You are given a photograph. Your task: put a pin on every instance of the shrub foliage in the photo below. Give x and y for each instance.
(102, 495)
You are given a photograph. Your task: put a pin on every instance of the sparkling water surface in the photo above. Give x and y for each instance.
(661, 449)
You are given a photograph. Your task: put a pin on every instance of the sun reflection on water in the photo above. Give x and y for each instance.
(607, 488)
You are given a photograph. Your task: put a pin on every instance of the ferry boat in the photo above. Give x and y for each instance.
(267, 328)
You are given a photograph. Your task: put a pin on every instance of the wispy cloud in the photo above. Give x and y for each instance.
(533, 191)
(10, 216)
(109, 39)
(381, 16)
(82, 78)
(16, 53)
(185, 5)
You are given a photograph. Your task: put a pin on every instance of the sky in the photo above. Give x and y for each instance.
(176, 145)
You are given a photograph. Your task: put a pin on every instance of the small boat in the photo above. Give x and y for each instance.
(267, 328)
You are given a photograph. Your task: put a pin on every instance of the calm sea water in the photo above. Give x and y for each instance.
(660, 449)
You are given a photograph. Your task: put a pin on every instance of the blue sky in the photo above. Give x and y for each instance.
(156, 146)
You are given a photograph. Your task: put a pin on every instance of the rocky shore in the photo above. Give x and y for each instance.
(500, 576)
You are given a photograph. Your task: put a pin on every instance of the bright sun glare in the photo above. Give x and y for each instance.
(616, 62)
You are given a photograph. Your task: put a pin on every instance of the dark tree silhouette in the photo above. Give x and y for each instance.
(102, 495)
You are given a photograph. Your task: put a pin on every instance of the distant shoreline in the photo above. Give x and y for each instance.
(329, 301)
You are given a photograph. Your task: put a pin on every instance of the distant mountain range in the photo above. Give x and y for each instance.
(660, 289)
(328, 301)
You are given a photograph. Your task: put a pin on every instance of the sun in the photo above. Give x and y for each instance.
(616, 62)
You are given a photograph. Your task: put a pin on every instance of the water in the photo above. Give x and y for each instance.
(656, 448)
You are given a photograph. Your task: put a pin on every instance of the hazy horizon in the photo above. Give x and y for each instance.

= INSTRUCTIONS TO FOLLOW =
Rewrite all of the records above, changing "put a pin on" to "mark" wherever it occurs and leaving every other word untouched.

= REPLY TO THE EXERCISE =
You are given a photograph. Your task: mark every instance of the shrub foliage in the photo below. Give x and y for each instance.
(102, 495)
You are given a photograph. Your task: mark every instance of the sparkling water surface in the photo above. Give x and y for each instance.
(661, 449)
You are given a photograph. Your task: mark every instance of the sun reflection on water in the photo above. Give x and y for each instance.
(607, 488)
You are given a photograph. Your task: mark every instance of the ferry boat in the photo above. Give x and y for each instance.
(267, 328)
You are given a photograph. Your task: mark every instance of the wispy cloud in the photo above. Give x and y for each instance.
(533, 191)
(10, 216)
(109, 39)
(381, 16)
(82, 78)
(16, 53)
(185, 5)
You are given a photograph. Your task: mark every instance of the sky in the photo above. Give x and y for each instance.
(176, 145)
You are given a photograph. Your task: mark every instance of the small boat in the photo above. Give x and y for each instance.
(267, 328)
You are given a photograph. Your task: mark every instance of the calm sea water in the photo above. Give x and y for each instance.
(660, 449)
You are given a photograph. Your task: mark every instance of the blue sky in the photo above. Give x and y for each instance.
(156, 146)
You are given a photograph. Your task: mark every instance of the rocky shore in the photo above. Give x and y for each instance.
(500, 576)
You are given a photograph. Your task: mark every instance of the bright sun glare in the photo above. Give x and y for each instance.
(616, 62)
You are given a photograph. Your task: mark every instance of the dark tree silhouette in the photo above. Give x and y for each instance.
(102, 495)
You are given a photograph. Your task: mark every instance of the distant shoreline in the photo above. Give x and y for each instance.
(329, 301)
You are given a photograph. Your task: mark every instance of the distant mountain range in the photo above. Give x and y for each instance.
(660, 289)
(328, 301)
You are given a photograph. Your task: mark every instance of the sun in the photo above. Give x and y for each instance.
(616, 62)
You are given a photograph. Your task: mark every instance of the water in the photo above. Give x and y for each instance.
(656, 448)
You are given a photograph. Your task: mark every instance of the hazy horizon in the photo above. Give x and y for each instance.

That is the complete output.